EXERCISE AIM: Reproduce exactly the line that contains "For each instance of the asphalt" and all lines that follow it in the records below, ending with the last one.

________________

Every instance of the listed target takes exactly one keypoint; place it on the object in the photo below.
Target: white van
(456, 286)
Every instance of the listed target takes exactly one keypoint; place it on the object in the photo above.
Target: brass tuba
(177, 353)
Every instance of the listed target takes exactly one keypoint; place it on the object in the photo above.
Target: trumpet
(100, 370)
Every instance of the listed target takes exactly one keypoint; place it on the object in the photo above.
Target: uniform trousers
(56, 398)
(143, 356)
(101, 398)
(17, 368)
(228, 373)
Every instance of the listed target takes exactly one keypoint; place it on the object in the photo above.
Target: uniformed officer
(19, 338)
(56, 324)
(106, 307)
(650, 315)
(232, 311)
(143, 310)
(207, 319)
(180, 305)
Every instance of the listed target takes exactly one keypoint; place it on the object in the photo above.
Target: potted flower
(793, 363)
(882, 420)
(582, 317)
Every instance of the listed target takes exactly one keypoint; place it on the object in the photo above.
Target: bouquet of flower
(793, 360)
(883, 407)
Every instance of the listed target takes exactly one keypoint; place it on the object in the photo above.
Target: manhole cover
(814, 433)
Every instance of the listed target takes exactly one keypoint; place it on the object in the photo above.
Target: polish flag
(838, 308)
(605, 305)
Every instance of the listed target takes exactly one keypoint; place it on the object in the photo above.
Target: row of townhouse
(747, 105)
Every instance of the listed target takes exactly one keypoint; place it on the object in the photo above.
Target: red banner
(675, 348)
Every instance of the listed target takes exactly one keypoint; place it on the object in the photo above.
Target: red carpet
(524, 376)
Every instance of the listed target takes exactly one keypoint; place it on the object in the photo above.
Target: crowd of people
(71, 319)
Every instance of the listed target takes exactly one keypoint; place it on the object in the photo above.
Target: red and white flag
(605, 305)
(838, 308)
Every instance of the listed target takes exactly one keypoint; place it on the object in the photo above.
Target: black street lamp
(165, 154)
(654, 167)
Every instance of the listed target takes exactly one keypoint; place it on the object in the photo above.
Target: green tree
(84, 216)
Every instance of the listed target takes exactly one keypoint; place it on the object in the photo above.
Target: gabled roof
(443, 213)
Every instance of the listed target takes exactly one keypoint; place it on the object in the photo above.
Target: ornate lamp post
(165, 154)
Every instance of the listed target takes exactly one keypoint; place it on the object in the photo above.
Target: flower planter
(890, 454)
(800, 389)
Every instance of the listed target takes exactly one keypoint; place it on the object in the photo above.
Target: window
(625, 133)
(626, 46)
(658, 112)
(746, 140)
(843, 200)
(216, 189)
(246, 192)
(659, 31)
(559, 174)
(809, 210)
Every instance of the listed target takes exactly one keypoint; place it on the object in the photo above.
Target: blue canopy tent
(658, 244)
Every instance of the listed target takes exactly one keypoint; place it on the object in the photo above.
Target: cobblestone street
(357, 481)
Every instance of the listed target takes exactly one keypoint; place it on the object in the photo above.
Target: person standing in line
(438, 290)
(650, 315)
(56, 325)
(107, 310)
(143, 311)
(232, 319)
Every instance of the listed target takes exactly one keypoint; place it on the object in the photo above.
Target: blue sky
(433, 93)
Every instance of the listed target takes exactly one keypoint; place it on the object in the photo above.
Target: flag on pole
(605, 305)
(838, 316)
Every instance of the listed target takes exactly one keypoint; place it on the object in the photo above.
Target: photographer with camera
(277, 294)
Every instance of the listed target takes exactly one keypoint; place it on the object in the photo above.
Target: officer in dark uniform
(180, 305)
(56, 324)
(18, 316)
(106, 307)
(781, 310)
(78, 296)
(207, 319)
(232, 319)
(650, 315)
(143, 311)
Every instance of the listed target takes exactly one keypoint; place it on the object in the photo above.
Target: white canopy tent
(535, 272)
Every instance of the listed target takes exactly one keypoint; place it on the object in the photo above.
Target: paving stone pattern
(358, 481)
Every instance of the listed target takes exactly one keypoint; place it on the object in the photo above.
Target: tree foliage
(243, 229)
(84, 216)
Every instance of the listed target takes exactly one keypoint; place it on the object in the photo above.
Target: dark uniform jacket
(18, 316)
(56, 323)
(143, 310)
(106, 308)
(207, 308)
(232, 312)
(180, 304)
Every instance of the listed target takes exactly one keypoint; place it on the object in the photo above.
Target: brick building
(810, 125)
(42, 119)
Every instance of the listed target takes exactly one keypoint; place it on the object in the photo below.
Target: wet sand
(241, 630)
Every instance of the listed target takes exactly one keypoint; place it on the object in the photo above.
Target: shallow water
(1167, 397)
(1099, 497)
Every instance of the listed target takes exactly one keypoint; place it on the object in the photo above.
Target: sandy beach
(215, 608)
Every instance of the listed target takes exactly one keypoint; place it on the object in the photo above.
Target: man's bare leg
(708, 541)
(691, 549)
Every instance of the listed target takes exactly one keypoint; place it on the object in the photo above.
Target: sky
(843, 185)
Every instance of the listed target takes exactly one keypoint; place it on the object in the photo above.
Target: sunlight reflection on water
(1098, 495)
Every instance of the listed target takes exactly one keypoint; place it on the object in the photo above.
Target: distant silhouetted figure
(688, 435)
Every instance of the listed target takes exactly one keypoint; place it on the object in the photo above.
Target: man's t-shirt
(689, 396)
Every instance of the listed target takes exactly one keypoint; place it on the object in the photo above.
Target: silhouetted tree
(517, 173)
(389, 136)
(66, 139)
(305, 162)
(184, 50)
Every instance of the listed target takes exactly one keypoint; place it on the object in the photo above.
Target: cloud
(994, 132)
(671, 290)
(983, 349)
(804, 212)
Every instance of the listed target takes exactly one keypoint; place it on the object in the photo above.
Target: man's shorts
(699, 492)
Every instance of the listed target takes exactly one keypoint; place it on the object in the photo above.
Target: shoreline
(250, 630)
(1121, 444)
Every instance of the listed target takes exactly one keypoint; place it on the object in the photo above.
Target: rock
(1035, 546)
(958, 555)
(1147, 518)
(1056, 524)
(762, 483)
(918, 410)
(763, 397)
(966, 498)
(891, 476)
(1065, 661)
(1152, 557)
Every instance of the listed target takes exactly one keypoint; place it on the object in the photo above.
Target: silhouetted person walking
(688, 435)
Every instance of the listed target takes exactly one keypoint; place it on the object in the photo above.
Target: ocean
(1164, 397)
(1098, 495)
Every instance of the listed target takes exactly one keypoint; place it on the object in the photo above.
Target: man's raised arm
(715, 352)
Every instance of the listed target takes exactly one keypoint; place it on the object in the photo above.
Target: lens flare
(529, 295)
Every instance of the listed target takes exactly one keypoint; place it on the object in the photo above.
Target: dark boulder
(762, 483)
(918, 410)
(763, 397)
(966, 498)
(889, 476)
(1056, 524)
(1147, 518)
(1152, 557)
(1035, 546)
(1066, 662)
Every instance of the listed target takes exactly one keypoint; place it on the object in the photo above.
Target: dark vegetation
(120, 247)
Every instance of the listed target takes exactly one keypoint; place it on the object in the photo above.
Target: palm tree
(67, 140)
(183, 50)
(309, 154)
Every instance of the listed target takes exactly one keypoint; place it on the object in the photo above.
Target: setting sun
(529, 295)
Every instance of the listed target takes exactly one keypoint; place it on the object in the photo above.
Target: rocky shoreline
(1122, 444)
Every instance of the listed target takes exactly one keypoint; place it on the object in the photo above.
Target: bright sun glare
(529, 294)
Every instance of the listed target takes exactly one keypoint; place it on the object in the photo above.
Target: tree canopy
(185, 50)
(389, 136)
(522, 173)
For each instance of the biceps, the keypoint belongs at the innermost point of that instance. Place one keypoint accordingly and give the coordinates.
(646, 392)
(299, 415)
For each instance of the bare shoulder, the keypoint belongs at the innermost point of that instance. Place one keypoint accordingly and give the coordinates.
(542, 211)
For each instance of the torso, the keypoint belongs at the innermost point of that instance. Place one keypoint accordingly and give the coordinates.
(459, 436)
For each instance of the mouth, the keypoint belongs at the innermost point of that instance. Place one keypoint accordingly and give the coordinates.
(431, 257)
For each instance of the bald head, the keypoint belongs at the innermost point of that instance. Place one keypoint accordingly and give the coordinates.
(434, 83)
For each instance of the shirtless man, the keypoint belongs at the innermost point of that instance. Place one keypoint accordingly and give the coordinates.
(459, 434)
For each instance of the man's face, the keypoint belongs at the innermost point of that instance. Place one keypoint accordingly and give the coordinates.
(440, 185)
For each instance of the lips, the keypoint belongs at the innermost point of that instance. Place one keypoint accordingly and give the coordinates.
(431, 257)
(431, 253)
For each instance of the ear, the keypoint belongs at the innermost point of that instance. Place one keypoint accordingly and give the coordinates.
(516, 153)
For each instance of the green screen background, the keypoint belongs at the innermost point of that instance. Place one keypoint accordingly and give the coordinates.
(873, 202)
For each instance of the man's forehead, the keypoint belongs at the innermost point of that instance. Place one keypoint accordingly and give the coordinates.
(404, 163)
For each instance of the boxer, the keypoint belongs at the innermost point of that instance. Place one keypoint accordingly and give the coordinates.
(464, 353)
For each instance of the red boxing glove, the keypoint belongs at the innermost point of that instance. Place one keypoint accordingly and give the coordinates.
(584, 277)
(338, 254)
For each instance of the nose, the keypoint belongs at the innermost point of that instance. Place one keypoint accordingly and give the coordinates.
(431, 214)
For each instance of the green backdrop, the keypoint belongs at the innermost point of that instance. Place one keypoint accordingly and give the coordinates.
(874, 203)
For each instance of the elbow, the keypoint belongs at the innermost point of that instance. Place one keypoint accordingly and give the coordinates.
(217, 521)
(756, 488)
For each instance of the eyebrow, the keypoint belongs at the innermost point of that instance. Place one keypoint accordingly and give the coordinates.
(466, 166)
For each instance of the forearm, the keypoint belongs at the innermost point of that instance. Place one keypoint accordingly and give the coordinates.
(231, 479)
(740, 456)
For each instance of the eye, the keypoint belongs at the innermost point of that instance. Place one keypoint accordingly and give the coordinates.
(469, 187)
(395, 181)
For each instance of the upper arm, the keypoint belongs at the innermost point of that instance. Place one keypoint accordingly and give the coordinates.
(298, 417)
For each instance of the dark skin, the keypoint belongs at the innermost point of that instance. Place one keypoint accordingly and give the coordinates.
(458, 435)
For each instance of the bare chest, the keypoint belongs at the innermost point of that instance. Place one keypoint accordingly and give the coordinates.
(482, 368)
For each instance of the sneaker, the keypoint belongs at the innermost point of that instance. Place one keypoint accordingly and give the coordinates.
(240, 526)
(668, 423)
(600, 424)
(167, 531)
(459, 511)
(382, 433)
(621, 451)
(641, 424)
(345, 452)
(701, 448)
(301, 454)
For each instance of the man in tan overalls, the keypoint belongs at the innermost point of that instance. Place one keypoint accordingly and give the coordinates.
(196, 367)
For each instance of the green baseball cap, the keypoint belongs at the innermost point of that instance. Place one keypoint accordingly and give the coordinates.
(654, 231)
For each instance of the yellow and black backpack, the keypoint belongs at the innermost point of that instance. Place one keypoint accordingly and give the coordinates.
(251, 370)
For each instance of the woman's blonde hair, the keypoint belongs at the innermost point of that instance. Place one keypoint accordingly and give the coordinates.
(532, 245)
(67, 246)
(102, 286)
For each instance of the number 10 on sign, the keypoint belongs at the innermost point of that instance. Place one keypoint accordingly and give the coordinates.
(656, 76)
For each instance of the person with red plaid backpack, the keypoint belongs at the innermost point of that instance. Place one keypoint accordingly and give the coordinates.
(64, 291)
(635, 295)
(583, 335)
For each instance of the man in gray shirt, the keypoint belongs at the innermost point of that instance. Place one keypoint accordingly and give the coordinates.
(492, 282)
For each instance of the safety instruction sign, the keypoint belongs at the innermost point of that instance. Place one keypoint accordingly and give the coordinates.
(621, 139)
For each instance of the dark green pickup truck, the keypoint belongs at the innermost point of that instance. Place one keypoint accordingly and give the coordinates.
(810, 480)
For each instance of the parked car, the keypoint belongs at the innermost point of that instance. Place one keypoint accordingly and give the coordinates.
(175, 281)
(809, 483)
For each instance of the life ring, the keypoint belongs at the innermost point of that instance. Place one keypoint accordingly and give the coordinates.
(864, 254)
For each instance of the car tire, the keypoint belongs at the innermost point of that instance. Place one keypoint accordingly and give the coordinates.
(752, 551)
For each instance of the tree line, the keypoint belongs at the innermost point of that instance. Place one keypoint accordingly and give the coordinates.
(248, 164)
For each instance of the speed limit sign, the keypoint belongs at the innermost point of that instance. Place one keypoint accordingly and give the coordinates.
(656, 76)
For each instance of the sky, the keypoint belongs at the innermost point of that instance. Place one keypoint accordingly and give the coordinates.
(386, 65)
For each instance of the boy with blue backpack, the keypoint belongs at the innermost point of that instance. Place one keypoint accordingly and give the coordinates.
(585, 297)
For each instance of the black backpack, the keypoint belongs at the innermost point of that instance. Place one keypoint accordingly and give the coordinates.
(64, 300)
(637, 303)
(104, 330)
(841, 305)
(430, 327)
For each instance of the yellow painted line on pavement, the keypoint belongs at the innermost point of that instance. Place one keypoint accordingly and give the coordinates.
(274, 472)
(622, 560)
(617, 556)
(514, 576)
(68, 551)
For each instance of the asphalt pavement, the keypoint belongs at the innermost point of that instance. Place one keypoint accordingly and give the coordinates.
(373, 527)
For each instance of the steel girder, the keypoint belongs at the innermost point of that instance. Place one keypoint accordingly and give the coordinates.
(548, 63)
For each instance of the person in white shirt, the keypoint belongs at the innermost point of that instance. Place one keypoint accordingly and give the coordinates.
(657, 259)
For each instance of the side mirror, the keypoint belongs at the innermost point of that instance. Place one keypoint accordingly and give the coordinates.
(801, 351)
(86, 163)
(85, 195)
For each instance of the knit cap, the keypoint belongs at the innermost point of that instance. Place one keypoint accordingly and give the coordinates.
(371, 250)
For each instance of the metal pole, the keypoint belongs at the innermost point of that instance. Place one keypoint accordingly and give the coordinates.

________________

WORKED SOLUTION:
For each instance of the asphalt pavement, the keypoint belongs at the innermost point of that instance. Place one keypoint accordingly and give the coordinates.
(373, 527)
For each instance of the steel girder, the keypoint belongs at the innermost point of that instance. Place one keypoint accordingly and give the coordinates.
(548, 63)
For each instance of the person in white shirt, the keypoint belongs at the innermost point of that instance. Place one keypoint accordingly and give the coordinates.
(657, 259)
For each instance of the side mirror, the keypoint belongs at the innermost point of that instance. Place one keypoint accordingly and give the coordinates.
(801, 351)
(86, 163)
(85, 195)
For each instance of the knit cap, the keypoint belongs at the innermost point of that instance. Place one keypoint accordingly and give the coordinates.
(371, 250)
For each instance of the metal pole, the keypoint belongs at the innermost point of that instance. Place one keypoint accordingly and give the coordinates.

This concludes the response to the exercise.